In East Africa, the caterpillars of two butterflies, Busseola fusca and Chilo partellus, represent a major threat for maize, the main food crop in the region. As recently borne out by the work of IRD researchers and their partners in Kenya, their distribution varies with altitude. Busseola fusca prefers mountain sides, whereas Chilo partellus predominate at low altitude; a new study has revealed this phenomenon. Temperatures play a role in several ways, leading to the conclusion that the populations of these two types of pest will grow in the coming years.
Thanks to the marked altitude steps of the East African mountains—genuine open-air laboratories— IRD scientists and their Kenyan partners from ICIPE, KEFRI and the University of Nairobi simulated the effects of climate change on crops. They recently revealed that the richness of silica of maize plants is lower at high altitude. This element, extracted from the soil, is essential for the rigidity of the leaves and stems of grass family crops such as maize, enabling them to defend against pests. However, at a low temperature, the plant does not absorb through the roots and incorporate silica as much. At high altitude, heavier rainfall is also a factor, meaning silica is leached and depleted from the soil.

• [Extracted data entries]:
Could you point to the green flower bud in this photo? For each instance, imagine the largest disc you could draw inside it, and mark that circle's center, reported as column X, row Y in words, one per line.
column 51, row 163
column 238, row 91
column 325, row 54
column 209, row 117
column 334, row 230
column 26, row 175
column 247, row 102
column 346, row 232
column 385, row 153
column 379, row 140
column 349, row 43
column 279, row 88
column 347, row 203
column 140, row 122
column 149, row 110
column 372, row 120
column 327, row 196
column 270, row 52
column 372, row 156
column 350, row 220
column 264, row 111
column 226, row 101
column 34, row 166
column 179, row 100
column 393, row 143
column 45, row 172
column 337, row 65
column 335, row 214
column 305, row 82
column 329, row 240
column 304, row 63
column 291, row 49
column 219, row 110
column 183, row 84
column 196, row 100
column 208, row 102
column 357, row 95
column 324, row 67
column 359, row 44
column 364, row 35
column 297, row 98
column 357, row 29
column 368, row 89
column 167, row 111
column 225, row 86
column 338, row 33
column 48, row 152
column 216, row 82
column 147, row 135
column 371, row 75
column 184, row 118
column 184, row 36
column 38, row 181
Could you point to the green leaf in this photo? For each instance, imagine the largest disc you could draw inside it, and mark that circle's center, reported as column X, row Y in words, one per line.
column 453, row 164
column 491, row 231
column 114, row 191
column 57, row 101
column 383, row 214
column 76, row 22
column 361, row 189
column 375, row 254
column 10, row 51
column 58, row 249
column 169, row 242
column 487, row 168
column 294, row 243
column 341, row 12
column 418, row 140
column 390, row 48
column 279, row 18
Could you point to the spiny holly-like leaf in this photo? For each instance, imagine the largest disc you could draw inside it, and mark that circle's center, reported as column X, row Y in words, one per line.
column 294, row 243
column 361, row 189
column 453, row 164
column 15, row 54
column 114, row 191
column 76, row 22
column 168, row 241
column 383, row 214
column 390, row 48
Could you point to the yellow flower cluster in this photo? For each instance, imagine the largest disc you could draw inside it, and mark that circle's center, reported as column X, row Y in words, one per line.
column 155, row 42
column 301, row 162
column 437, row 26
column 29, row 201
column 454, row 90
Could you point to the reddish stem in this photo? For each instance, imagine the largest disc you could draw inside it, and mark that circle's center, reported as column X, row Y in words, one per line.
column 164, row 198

* * *

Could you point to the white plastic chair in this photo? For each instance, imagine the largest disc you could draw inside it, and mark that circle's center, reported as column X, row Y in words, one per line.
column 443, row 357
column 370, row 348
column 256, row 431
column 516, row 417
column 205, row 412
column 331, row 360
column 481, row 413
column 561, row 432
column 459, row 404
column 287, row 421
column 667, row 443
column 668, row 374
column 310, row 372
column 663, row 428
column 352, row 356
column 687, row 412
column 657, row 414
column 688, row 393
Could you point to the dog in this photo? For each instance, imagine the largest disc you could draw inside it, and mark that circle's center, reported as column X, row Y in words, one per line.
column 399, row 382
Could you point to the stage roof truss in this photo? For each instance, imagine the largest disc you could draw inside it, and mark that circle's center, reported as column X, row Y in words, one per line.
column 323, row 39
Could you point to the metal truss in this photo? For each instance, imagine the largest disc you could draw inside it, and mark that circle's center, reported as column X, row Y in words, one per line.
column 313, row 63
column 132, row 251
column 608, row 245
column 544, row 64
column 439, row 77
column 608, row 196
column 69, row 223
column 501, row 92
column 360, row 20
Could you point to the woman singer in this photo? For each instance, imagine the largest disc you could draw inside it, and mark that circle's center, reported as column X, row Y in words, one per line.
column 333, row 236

• [TASKS]:
1. According to the passage on maize pests, which Kenyan partners worked with the IRD scientists?
2. Copy everything in the passage on maize pests from "In East Africa, the" down to "the coming years.".
The rows have no role in this work.

• [TASK SOLUTIONS]:
1. ICIPE, KEFRI and the University of Nairobi.

2.
In East Africa, the caterpillars of two butterflies, Busseola fusca and Chilo partellus, represent a major threat for maize, the main food crop in the region. As recently borne out by the work of IRD researchers and their partners in Kenya, their distribution varies with altitude. Busseola fusca prefers mountain sides, whereas Chilo partellus predominate at low altitude; a new study has revealed this phenomenon. Temperatures play a role in several ways, leading to the conclusion that the populations of these two types of pest will grow in the coming years.